— START —

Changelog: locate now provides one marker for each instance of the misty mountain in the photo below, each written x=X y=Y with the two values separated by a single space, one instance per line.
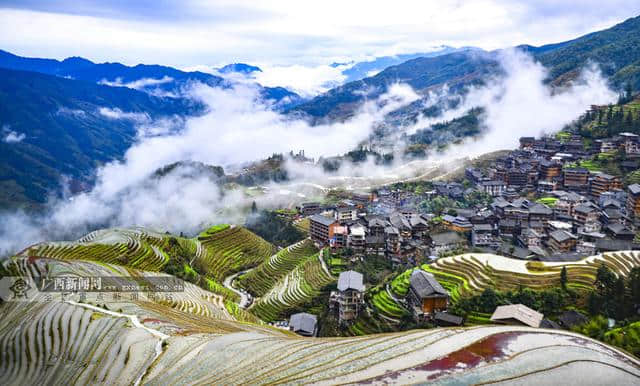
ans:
x=456 y=69
x=154 y=79
x=615 y=50
x=65 y=128
x=365 y=69
x=240 y=68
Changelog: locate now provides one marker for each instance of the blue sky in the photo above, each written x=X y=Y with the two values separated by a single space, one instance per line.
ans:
x=286 y=32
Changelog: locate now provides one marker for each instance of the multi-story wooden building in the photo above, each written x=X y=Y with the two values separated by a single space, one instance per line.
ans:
x=550 y=170
x=321 y=228
x=349 y=297
x=562 y=241
x=576 y=178
x=604 y=182
x=426 y=296
x=633 y=201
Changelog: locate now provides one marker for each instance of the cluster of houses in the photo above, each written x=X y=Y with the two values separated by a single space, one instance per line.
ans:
x=578 y=212
x=426 y=298
x=428 y=301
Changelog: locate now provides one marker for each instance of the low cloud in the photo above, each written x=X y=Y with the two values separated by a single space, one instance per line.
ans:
x=520 y=103
x=239 y=128
x=137 y=84
x=116 y=113
x=149 y=85
x=11 y=136
x=307 y=81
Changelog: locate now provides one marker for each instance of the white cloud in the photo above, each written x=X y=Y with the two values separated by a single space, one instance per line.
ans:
x=10 y=136
x=236 y=129
x=306 y=81
x=187 y=33
x=137 y=84
x=521 y=104
x=116 y=113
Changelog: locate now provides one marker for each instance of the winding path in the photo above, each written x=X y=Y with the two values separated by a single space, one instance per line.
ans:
x=228 y=281
x=136 y=322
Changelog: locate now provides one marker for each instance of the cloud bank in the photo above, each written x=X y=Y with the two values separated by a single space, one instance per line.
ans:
x=11 y=136
x=239 y=128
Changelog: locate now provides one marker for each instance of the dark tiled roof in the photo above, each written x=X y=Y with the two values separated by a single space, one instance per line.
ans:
x=303 y=322
x=350 y=280
x=448 y=318
x=571 y=318
x=424 y=284
x=546 y=323
x=446 y=238
x=322 y=219
x=561 y=235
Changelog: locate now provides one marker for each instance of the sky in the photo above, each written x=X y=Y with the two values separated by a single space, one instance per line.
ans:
x=187 y=33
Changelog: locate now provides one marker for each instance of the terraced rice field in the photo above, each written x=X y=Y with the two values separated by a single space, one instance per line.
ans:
x=219 y=251
x=472 y=273
x=230 y=250
x=260 y=280
x=135 y=248
x=382 y=301
x=153 y=342
x=297 y=287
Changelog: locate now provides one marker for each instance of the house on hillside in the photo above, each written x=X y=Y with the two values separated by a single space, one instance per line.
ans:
x=426 y=296
x=445 y=242
x=517 y=314
x=571 y=318
x=321 y=228
x=349 y=297
x=304 y=324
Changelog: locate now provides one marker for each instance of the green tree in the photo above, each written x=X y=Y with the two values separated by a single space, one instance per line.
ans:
x=634 y=285
x=563 y=278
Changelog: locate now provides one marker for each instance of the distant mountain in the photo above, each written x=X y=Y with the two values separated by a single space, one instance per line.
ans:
x=456 y=69
x=155 y=79
x=67 y=127
x=166 y=78
x=616 y=50
x=240 y=68
x=370 y=68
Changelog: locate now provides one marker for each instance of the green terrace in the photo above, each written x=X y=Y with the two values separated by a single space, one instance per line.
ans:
x=297 y=287
x=259 y=280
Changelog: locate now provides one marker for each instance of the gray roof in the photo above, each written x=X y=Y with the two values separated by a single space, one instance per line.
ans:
x=446 y=238
x=561 y=235
x=391 y=230
x=449 y=318
x=571 y=318
x=322 y=219
x=584 y=208
x=424 y=284
x=350 y=280
x=482 y=227
x=377 y=222
x=492 y=183
x=303 y=322
x=619 y=229
x=399 y=221
x=416 y=219
x=538 y=208
x=518 y=312
x=448 y=218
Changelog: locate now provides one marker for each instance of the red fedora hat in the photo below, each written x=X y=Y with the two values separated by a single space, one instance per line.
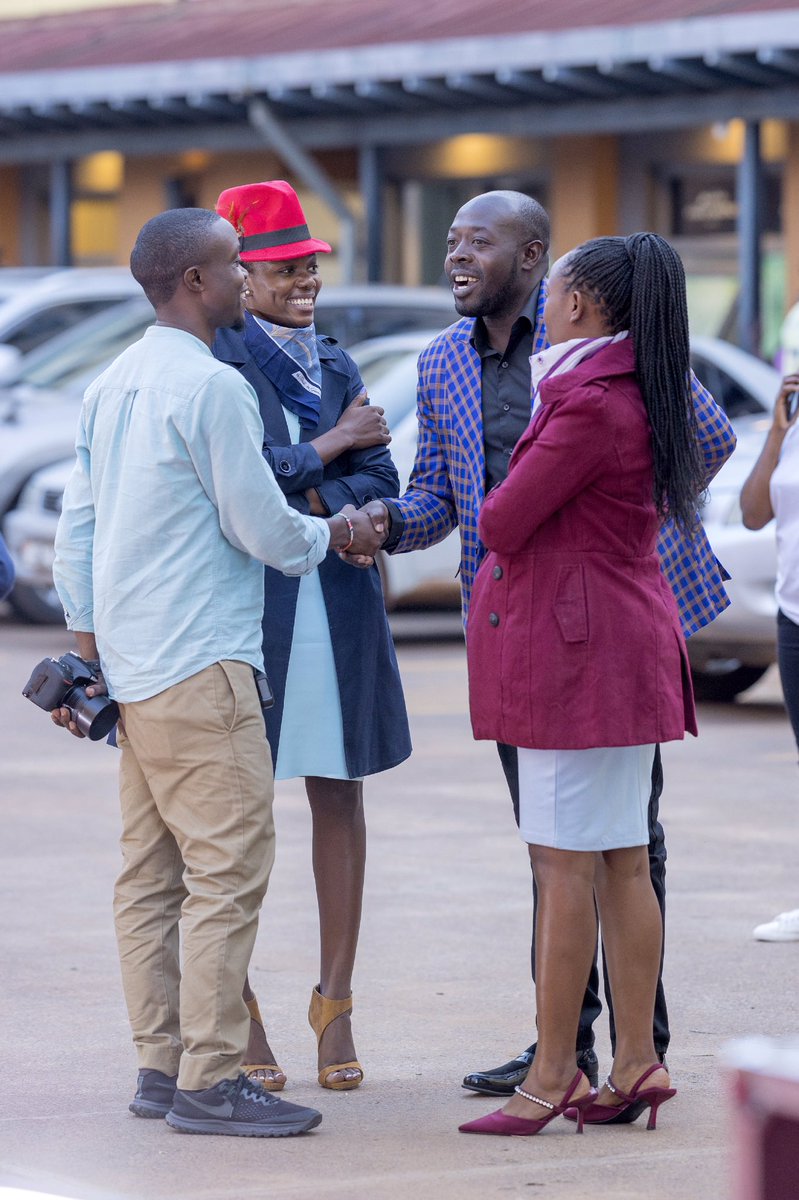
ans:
x=270 y=222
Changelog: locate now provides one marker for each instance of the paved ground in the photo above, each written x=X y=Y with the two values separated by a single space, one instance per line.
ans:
x=442 y=984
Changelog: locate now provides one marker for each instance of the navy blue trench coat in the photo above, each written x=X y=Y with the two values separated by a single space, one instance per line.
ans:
x=372 y=703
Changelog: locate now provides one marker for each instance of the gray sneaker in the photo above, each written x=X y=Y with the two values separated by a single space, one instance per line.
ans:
x=155 y=1093
x=239 y=1108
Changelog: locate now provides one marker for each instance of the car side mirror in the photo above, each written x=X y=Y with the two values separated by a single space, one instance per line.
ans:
x=10 y=364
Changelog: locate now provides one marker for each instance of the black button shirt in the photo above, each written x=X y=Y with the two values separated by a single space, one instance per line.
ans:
x=505 y=390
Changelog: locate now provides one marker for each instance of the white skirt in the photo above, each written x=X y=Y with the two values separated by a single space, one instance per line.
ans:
x=586 y=799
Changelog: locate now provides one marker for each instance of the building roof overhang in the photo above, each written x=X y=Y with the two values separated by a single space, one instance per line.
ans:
x=618 y=78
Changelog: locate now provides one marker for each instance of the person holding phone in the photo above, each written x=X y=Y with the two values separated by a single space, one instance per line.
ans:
x=772 y=492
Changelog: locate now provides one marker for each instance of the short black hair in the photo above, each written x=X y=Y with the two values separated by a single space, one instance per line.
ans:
x=167 y=246
x=532 y=217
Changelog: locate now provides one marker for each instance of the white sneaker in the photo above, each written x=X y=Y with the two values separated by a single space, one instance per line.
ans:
x=785 y=928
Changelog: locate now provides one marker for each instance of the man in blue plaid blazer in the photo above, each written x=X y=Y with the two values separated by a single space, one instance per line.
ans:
x=474 y=401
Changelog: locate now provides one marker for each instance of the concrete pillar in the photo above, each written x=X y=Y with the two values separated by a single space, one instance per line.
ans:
x=583 y=199
x=791 y=216
x=371 y=181
x=10 y=227
x=60 y=208
x=750 y=238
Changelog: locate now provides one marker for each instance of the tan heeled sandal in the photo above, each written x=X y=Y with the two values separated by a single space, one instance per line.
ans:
x=320 y=1013
x=251 y=1068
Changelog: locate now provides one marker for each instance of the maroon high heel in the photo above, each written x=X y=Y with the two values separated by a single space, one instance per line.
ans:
x=506 y=1126
x=635 y=1102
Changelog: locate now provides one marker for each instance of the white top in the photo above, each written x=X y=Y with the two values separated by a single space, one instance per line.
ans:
x=784 y=490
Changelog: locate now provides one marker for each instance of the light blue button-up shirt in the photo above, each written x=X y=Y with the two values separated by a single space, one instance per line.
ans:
x=168 y=509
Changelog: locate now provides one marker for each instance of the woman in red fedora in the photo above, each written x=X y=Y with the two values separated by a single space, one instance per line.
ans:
x=326 y=641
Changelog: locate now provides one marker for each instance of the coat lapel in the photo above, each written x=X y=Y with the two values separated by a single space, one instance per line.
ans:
x=466 y=401
x=334 y=394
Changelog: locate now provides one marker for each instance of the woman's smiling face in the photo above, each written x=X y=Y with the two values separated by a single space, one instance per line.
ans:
x=283 y=292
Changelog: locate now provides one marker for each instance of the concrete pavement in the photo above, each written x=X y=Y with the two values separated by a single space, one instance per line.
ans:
x=442 y=983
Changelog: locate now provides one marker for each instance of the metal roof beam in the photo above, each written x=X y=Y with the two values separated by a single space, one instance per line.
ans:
x=784 y=60
x=216 y=106
x=635 y=75
x=89 y=111
x=479 y=88
x=630 y=114
x=389 y=94
x=278 y=139
x=742 y=69
x=175 y=109
x=293 y=99
x=690 y=72
x=584 y=83
x=136 y=109
x=342 y=97
x=432 y=90
x=529 y=83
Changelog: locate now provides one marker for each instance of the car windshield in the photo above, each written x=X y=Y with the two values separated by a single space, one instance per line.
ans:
x=71 y=361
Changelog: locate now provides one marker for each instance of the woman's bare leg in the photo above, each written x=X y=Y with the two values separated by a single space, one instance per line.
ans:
x=338 y=865
x=565 y=939
x=631 y=935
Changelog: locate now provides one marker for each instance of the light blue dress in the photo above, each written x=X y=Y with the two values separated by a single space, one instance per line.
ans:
x=312 y=730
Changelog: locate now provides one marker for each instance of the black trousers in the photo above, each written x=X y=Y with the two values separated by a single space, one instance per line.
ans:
x=592 y=1002
x=788 y=661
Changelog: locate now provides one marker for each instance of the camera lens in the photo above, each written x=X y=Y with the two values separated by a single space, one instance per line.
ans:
x=95 y=717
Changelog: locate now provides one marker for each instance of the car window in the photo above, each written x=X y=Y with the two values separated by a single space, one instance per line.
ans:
x=728 y=393
x=72 y=361
x=355 y=323
x=38 y=328
x=395 y=389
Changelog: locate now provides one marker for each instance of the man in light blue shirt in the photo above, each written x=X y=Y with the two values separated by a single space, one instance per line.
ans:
x=167 y=517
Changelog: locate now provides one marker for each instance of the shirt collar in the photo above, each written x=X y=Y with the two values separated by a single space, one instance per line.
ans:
x=523 y=323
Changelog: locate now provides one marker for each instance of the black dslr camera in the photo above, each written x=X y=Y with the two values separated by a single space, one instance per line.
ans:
x=61 y=683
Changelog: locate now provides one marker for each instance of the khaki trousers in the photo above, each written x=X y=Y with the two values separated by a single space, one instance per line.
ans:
x=198 y=845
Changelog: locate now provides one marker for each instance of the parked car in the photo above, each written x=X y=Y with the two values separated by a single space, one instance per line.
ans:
x=727 y=657
x=53 y=303
x=40 y=402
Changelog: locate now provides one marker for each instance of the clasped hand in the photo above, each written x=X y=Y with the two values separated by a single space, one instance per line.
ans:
x=370 y=528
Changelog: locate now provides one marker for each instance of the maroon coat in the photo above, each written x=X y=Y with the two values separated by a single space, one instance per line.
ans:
x=574 y=636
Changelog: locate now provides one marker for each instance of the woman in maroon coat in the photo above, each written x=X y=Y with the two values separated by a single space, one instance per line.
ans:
x=576 y=654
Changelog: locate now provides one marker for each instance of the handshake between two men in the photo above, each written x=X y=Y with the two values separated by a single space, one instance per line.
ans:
x=367 y=528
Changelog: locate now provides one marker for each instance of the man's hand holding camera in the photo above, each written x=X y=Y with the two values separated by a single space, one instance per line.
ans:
x=73 y=691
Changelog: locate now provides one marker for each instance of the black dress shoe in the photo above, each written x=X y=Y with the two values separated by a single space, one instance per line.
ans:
x=502 y=1080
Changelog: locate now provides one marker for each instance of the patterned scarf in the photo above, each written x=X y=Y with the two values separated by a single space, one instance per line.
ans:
x=290 y=360
x=565 y=357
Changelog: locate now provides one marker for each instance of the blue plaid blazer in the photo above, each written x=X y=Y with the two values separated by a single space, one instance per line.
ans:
x=448 y=484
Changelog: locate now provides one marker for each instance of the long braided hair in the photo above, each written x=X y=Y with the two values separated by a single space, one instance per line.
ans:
x=638 y=283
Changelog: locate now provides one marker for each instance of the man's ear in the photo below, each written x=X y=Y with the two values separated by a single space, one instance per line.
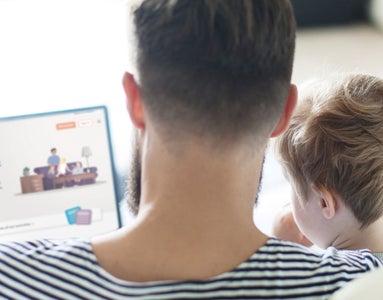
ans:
x=328 y=202
x=133 y=101
x=284 y=119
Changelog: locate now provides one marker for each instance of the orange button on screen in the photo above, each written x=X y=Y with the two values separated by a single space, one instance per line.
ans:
x=66 y=125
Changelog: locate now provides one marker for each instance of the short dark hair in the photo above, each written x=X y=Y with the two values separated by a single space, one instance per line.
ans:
x=220 y=67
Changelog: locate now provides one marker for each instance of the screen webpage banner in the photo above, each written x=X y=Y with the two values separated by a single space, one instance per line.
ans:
x=56 y=176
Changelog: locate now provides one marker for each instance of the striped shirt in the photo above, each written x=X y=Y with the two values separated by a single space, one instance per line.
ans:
x=46 y=269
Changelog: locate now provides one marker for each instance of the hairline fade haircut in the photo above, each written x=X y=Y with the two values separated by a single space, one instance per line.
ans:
x=335 y=140
x=220 y=68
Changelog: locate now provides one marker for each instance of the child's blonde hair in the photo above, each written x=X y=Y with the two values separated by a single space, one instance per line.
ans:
x=335 y=140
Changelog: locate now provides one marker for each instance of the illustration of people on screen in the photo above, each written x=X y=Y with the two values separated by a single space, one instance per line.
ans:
x=63 y=168
x=77 y=169
x=53 y=161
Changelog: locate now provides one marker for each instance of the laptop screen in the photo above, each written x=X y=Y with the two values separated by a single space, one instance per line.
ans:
x=56 y=175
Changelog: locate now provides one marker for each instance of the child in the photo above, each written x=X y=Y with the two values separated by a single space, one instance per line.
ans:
x=332 y=154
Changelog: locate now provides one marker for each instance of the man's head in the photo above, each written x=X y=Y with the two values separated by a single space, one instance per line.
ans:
x=215 y=69
x=218 y=68
x=335 y=143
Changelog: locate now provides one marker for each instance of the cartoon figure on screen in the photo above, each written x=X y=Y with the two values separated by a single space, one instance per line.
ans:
x=77 y=169
x=53 y=161
x=0 y=174
x=62 y=167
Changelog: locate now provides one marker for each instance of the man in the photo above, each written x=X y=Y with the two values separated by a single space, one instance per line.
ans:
x=212 y=85
x=53 y=161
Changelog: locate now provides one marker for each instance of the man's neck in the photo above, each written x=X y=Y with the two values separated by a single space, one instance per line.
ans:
x=368 y=238
x=195 y=219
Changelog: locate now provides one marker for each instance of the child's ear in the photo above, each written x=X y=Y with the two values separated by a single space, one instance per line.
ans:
x=329 y=202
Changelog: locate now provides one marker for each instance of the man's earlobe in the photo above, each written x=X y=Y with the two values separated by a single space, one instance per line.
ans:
x=328 y=203
x=288 y=111
x=134 y=101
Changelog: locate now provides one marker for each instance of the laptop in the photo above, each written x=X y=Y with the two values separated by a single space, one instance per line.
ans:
x=57 y=177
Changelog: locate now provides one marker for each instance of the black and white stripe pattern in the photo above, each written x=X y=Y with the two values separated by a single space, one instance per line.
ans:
x=279 y=270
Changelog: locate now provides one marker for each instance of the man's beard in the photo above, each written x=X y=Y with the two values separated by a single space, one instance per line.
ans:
x=133 y=189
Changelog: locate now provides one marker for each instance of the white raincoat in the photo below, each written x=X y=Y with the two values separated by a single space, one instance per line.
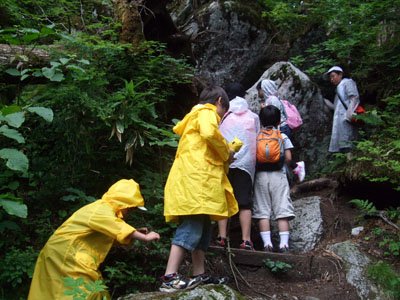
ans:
x=240 y=122
x=343 y=132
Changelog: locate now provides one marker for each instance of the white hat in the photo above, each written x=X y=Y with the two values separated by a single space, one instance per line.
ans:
x=335 y=69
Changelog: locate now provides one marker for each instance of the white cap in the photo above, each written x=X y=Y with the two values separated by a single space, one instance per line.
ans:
x=335 y=69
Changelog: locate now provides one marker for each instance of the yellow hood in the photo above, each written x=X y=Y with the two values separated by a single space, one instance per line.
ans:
x=125 y=193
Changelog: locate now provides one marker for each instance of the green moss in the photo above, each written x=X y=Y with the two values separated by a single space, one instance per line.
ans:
x=248 y=11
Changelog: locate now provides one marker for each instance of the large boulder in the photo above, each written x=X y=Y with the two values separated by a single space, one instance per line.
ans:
x=203 y=292
x=312 y=139
x=228 y=41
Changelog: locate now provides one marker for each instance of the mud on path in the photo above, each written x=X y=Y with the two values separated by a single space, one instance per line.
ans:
x=319 y=274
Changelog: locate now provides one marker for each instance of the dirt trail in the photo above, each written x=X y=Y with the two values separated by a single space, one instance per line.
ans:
x=318 y=274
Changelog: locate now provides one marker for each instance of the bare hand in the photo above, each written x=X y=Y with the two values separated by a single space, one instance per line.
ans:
x=143 y=230
x=152 y=236
x=231 y=156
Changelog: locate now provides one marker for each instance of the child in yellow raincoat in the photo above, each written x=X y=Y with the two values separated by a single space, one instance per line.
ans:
x=81 y=243
x=198 y=190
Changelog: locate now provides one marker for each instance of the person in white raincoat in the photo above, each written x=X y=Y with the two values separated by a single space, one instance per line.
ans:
x=343 y=132
x=81 y=243
x=242 y=123
x=197 y=189
x=268 y=93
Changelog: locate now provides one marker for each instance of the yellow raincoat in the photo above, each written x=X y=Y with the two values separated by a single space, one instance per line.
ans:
x=81 y=243
x=197 y=182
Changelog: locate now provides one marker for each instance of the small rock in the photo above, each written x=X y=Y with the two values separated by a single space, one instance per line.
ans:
x=356 y=231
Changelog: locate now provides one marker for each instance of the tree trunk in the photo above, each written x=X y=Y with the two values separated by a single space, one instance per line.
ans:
x=127 y=12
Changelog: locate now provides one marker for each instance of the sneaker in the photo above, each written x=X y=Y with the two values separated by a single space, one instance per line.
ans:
x=175 y=282
x=268 y=249
x=246 y=245
x=300 y=170
x=208 y=279
x=221 y=242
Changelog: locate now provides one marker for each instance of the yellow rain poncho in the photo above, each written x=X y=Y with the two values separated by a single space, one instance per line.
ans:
x=81 y=243
x=197 y=182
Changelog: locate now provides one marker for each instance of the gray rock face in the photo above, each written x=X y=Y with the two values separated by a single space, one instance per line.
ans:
x=356 y=263
x=312 y=139
x=227 y=43
x=306 y=228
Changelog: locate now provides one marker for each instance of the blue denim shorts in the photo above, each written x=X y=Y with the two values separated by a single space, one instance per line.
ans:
x=193 y=233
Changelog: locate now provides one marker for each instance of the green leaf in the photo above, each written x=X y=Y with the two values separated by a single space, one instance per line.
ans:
x=46 y=113
x=64 y=60
x=16 y=160
x=24 y=76
x=55 y=64
x=13 y=72
x=12 y=134
x=48 y=72
x=13 y=207
x=10 y=109
x=84 y=61
x=15 y=119
x=120 y=127
x=57 y=77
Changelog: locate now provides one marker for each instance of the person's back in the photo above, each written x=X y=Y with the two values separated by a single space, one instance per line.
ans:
x=198 y=167
x=197 y=189
x=81 y=243
x=271 y=190
x=240 y=122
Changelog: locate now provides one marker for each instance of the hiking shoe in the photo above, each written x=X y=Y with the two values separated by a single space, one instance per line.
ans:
x=268 y=249
x=208 y=279
x=284 y=250
x=175 y=282
x=300 y=170
x=221 y=242
x=246 y=245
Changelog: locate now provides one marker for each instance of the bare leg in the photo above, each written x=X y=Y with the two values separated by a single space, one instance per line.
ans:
x=198 y=258
x=222 y=228
x=245 y=223
x=176 y=256
x=264 y=225
x=283 y=225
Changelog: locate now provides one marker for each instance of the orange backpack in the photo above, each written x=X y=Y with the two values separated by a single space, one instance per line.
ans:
x=270 y=150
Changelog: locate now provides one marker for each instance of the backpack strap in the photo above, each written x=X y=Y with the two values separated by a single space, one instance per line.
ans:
x=341 y=100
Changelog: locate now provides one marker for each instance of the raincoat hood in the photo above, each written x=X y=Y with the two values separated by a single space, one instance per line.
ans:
x=125 y=193
x=238 y=105
x=269 y=88
x=180 y=127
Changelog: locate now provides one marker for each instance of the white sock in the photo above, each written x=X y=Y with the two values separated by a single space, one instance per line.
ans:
x=284 y=237
x=266 y=237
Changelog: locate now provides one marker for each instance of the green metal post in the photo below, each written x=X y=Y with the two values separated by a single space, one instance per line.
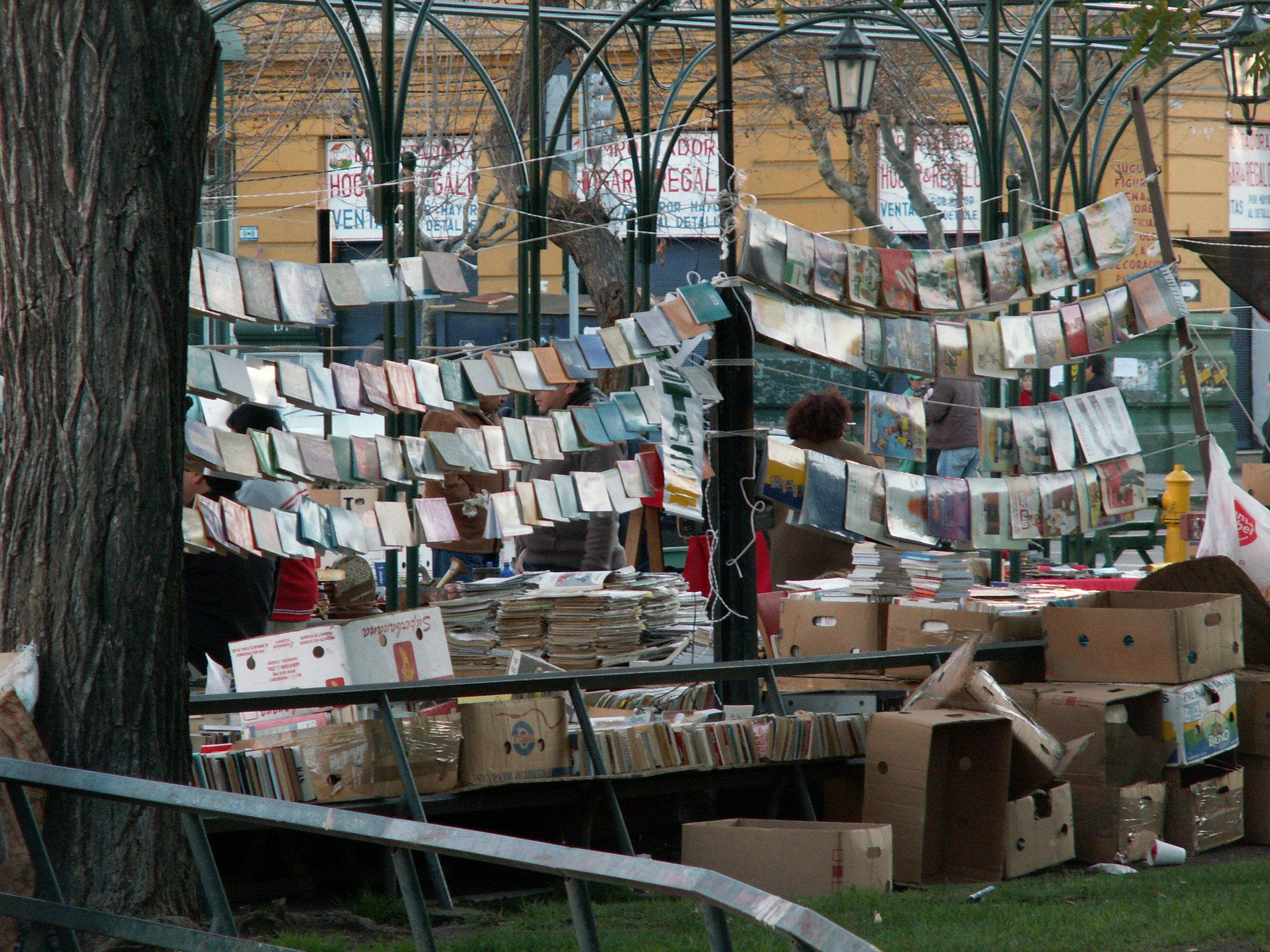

— END —

__What to produce__
Please turn the part of the rows that opens with the line containing "of the khaki" and closes with the line containing "x=198 y=845" into a numbered list, one line per item, leaving out any blank lines.

__The reply__
1. Changelog: locate now provides one marker for each instance of the khaki trousers in the photo above, each written x=X y=Y with the two values separated by a single space, one instance per line.
2. ans:
3. x=198 y=845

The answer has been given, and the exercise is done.